#### ENTRIES ####

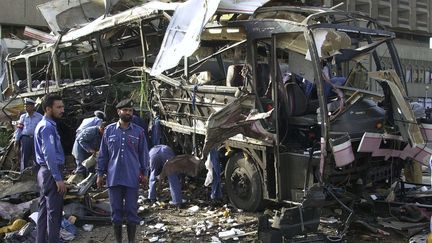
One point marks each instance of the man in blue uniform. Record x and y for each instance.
(123, 157)
(87, 143)
(50, 157)
(25, 131)
(159, 154)
(91, 121)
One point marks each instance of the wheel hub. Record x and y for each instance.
(241, 183)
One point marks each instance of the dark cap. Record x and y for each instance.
(29, 101)
(127, 103)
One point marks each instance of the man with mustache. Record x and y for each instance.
(25, 131)
(50, 158)
(124, 160)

####

* **AIM**: Swap "instance" for "occurrence" throughout all of the entries above, leaving everything else unchanged and omitting the pictures.

* **RIGHT ANSWER**:
One point marks each occurrence of the man in blue uniform. Record x and y for each occurrence.
(123, 157)
(87, 143)
(50, 157)
(25, 131)
(159, 154)
(91, 121)
One point marks each occurrence of the wheel hub. Record x and y for each occurrence.
(241, 183)
One point marks each occurrence of the dark cap. Record x and y for each occurrence.
(29, 101)
(127, 103)
One point marks each occurrence of the man with mustache. Record x and y for each occurrence.
(25, 131)
(50, 158)
(124, 160)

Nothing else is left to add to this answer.